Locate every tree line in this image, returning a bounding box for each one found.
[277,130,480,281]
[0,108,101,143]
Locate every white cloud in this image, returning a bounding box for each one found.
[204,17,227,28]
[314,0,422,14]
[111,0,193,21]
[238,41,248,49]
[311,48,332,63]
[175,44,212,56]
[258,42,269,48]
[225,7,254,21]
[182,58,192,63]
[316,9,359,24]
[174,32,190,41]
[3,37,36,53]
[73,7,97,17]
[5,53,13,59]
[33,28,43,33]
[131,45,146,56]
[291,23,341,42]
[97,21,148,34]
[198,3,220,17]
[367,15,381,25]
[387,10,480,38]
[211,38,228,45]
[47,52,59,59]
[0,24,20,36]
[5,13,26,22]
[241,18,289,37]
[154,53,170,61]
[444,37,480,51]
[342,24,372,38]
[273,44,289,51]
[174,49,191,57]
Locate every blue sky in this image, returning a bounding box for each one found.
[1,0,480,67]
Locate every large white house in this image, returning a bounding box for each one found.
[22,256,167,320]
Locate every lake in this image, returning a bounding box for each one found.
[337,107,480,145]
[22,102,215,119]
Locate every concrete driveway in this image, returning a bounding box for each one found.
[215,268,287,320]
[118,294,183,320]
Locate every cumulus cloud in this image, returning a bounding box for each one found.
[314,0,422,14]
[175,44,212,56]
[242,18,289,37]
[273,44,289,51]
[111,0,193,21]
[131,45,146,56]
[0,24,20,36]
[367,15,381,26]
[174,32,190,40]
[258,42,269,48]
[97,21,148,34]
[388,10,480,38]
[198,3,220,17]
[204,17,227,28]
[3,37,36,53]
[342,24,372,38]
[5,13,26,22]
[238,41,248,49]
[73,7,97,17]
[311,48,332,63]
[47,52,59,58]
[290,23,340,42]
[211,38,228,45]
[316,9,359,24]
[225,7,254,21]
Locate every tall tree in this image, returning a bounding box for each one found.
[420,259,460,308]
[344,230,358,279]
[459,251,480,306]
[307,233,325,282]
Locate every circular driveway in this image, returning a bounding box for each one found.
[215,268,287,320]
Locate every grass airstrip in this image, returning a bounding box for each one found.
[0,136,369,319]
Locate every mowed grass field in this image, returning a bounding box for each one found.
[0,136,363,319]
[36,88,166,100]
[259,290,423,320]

§ Exercise objective:
Reproduce the material above, every line of it, exactly.

§ Response:
Locate every tree line in this image, returning a bounding box for each one found.
[277,130,480,281]
[0,108,101,143]
Locate every white cloud in this image, returning a bounding box for each one found.
[204,17,227,28]
[314,0,422,14]
[111,0,193,21]
[238,41,248,49]
[311,48,332,63]
[175,44,212,56]
[258,42,269,48]
[225,7,254,21]
[182,58,192,63]
[316,9,359,24]
[174,32,190,41]
[3,37,36,53]
[73,7,97,17]
[5,53,13,59]
[33,28,43,33]
[131,45,146,56]
[291,23,341,42]
[97,21,148,34]
[198,3,220,17]
[367,15,381,25]
[387,10,480,38]
[211,38,228,45]
[47,52,59,59]
[0,24,20,36]
[5,13,26,22]
[241,18,289,37]
[154,53,170,61]
[444,37,480,51]
[342,24,372,38]
[273,44,289,51]
[174,49,191,57]
Locate every blue sky in this image, returning a bounding box for each one found.
[1,0,480,67]
Locate every large white house in this image, returning a bounding box for each one found.
[22,256,167,320]
Locate every lake in this image, returning a bounding box for each one found.
[337,107,480,145]
[22,102,215,119]
Locate every concrete driveway in this image, returning a bounding box for each one found.
[215,268,287,320]
[118,294,183,320]
Locate every cumulus cloud in this image, returning a bounding box for each one found.
[314,0,422,14]
[175,44,212,56]
[242,18,289,37]
[273,44,289,51]
[111,0,193,21]
[131,45,146,56]
[0,24,20,36]
[367,15,381,26]
[174,32,190,40]
[258,42,269,48]
[97,21,148,34]
[388,10,480,38]
[198,3,220,17]
[204,17,227,28]
[3,37,36,53]
[342,24,372,38]
[5,13,26,22]
[238,41,248,49]
[73,7,97,17]
[311,48,332,63]
[47,52,59,58]
[290,23,340,42]
[211,38,228,45]
[316,9,359,24]
[225,7,254,21]
Locate every tall tree in this image, returning a bounding box for each one found.
[420,259,460,308]
[344,230,358,279]
[459,251,480,306]
[307,233,325,282]
Locate every circular driveway in this image, returning a bounding box for each one found.
[215,268,287,320]
Locate every grass airstrip in this image, returning a bounding box for each one found.
[0,136,369,319]
Locate every mowed grass field in this image, returning a bounding box for each one found.
[0,136,363,319]
[36,88,166,100]
[259,290,423,320]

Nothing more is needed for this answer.